Given text: Begin

Figure 4. Looking at the recommendations provided, it doesn’t seem to be too shabby for an action comedy like the “The Other Guys” with Will Farrell and Mark Wahlberg.

When using Gower’s distance, the approach would be slightly different because we’ll be converting a dissimilarity matrix into a DataFrame. In this case, it’ll involve (1) filtering the matrix to only include columns corresponding to the content input that we would like to find recommendations for using the which() function, (2) reorganizing the DataFrame to list all the dissimilarity scores on a single column via the pivot_longer() function, (3) removing exact matches to the input content from the recommendation pool, (4) creating a metric that measures similarity of titles, which would be 1-dissimilarity score (i.e., Gower’s distance), and (5) grouping and arranging the data in accordance to the similarity score.

Given text: End
Task material: Begin

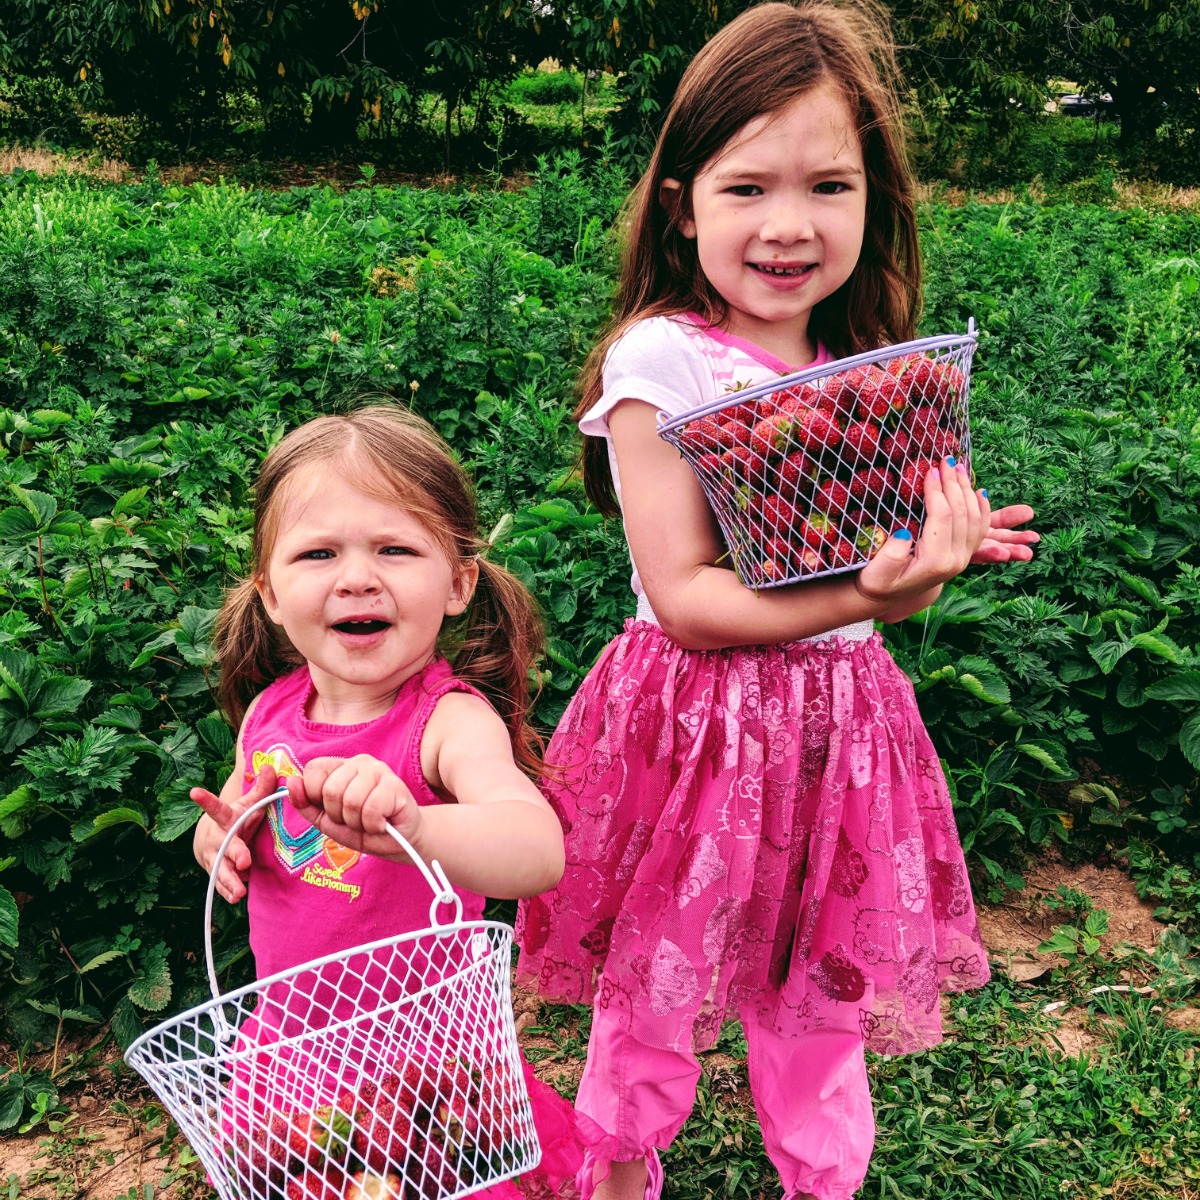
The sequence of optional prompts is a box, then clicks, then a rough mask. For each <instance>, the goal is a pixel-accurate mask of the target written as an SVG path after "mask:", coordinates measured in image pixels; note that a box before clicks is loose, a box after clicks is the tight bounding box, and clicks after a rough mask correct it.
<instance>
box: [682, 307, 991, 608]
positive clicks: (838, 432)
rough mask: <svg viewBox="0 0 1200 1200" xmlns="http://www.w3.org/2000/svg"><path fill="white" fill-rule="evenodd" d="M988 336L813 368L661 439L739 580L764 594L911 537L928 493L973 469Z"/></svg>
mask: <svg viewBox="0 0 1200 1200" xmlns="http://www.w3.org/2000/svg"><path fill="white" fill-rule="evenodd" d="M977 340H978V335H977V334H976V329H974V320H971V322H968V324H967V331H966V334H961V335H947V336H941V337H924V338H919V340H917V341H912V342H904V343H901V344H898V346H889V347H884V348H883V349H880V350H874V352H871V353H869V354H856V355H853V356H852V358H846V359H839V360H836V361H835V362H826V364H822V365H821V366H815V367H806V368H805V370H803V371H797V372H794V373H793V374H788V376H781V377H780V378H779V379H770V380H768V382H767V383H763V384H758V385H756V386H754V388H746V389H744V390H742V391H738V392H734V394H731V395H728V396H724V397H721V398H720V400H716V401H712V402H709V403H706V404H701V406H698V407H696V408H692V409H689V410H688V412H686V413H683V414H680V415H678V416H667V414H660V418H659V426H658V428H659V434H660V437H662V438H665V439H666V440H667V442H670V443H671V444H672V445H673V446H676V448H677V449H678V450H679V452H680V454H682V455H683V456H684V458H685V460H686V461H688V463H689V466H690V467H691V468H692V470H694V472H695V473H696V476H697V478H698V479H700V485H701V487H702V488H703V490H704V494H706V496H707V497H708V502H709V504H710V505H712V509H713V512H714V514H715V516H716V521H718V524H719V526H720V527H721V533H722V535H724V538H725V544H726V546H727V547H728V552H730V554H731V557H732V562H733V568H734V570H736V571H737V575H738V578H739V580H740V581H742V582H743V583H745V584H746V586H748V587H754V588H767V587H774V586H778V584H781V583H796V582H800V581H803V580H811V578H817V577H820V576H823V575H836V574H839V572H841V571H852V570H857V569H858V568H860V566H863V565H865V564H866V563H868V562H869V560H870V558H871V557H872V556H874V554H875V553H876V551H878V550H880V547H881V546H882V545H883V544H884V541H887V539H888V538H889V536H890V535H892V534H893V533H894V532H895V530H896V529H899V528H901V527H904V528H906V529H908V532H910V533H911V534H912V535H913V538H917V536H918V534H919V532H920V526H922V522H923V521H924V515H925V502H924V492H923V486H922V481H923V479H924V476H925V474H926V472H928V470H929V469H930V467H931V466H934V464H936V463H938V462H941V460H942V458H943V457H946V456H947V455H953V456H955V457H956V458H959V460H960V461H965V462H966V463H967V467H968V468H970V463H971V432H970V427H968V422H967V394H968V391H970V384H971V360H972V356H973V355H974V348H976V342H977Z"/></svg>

Task material: End
Task material: Begin

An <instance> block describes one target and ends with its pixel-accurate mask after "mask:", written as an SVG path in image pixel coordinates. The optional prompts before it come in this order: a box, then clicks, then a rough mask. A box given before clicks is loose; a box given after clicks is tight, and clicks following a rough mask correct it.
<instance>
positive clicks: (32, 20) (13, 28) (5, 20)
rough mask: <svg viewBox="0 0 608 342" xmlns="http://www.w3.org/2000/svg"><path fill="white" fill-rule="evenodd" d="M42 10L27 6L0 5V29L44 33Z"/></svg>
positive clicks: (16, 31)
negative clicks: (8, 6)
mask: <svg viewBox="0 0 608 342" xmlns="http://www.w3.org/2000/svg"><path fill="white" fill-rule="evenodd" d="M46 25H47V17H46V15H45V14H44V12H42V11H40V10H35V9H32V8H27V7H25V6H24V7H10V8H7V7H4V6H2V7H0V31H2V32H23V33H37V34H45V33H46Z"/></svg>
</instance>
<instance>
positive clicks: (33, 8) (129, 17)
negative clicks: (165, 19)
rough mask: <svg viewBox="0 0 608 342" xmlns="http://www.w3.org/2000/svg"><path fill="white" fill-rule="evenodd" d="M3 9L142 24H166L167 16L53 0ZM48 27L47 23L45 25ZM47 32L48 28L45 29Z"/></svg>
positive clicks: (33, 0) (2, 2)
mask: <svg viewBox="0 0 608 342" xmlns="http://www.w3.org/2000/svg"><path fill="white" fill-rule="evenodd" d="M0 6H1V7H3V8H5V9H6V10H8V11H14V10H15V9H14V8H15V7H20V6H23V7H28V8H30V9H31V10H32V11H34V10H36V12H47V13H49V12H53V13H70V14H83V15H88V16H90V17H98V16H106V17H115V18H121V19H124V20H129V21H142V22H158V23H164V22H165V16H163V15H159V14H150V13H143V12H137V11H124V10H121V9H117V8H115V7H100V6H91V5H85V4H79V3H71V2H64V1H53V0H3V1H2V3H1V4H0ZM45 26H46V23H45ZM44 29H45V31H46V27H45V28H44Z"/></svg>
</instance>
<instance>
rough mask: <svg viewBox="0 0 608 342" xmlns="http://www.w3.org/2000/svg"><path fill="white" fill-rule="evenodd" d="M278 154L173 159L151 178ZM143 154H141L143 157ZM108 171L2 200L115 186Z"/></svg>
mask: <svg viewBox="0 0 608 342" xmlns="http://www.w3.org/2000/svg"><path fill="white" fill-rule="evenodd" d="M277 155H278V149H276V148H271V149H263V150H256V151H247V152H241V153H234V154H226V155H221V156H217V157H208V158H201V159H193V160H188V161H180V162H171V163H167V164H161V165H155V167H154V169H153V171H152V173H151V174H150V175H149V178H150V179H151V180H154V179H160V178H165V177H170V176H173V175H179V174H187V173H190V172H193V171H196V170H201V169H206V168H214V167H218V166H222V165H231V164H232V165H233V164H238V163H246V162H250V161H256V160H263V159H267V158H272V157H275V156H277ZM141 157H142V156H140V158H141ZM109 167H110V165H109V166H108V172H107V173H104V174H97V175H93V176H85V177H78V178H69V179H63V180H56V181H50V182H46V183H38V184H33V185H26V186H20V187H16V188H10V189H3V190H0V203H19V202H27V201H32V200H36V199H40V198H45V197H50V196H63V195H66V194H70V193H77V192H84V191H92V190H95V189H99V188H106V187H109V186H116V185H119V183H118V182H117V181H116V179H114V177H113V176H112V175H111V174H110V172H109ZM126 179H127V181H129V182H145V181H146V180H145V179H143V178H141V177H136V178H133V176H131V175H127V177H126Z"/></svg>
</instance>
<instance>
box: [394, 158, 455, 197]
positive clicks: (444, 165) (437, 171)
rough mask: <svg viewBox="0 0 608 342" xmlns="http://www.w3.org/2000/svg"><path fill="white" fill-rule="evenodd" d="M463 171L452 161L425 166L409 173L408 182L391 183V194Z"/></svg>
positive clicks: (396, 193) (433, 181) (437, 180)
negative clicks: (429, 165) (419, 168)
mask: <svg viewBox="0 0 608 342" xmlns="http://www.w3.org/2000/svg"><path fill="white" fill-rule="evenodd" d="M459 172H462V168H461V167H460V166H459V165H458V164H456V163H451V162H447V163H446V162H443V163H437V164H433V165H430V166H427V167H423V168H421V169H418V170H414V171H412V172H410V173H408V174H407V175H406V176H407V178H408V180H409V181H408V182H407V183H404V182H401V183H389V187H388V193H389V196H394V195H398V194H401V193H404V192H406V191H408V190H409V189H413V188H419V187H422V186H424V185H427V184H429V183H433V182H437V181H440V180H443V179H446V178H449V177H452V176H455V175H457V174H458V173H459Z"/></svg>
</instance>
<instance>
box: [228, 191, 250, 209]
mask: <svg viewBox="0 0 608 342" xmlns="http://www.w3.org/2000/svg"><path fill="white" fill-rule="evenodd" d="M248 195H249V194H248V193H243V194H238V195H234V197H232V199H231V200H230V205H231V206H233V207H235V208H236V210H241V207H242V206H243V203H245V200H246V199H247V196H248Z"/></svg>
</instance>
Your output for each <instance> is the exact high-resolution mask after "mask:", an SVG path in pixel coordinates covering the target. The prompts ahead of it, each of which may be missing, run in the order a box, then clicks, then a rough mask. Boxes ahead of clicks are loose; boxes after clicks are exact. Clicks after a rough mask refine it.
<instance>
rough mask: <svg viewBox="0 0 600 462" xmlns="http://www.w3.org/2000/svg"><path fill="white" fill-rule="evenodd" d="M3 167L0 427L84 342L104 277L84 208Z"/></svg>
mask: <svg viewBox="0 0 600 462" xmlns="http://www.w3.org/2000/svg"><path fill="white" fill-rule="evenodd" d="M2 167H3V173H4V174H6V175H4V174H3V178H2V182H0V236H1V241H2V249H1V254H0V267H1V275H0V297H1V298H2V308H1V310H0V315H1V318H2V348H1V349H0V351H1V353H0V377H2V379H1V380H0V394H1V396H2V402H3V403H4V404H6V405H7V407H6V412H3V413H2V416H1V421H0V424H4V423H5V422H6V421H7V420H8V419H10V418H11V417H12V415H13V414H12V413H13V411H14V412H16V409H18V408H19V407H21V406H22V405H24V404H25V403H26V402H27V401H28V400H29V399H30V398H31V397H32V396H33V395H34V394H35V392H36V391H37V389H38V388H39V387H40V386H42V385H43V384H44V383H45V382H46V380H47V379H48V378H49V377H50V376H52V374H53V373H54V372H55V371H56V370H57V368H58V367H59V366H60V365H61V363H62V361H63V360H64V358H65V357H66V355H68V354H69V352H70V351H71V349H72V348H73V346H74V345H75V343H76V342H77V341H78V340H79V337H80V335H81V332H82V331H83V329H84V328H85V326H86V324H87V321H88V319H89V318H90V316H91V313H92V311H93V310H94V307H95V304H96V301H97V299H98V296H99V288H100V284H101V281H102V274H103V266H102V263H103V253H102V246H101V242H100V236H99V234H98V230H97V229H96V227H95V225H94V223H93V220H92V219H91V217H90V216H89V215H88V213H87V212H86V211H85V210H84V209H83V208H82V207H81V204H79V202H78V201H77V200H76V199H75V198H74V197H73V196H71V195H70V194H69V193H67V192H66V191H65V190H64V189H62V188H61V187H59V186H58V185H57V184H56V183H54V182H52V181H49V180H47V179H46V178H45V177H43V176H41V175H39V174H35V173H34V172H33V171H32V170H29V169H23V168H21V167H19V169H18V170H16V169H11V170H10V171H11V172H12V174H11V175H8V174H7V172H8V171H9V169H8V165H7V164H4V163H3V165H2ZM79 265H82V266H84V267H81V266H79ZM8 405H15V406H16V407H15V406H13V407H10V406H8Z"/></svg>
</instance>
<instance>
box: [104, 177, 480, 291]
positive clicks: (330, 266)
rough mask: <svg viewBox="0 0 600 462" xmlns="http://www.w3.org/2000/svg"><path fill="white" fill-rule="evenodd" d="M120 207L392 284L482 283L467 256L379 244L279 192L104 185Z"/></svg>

Task material: End

Task requirements »
**A.** From the text on Gower’s distance, translate this sentence into Spanish: "When using Gower’s distance, the approach would be slightly different because we’ll be converting a dissimilarity matrix into a DataFrame."
**B.** In the records, swap "rough mask" for "coarse mask" between the line holding "The sequence of" and the line holding "336L813 368L661 439L739", inclusive, and give back only those lines.

Answers by task »
**A.** Al usar la distancia de Gower, el enfoque sería ligeramente diferente porque convertiremos una matriz de disimilitud en un DataFrame.

**B.**
The sequence of optional prompts is a box, then clicks, then a coarse mask. For each <instance>, the goal is a pixel-accurate mask of the target written as an SVG path after "mask:", coordinates measured in image pixels; note that a box before clicks is loose, a box after clicks is the tight bounding box, and clicks after a coarse mask correct it.
<instance>
box: [682, 307, 991, 608]
positive clicks: (838, 432)
coarse mask: <svg viewBox="0 0 1200 1200" xmlns="http://www.w3.org/2000/svg"><path fill="white" fill-rule="evenodd" d="M988 336L813 368L661 439L739 580L764 594L911 537L928 493L973 469Z"/></svg>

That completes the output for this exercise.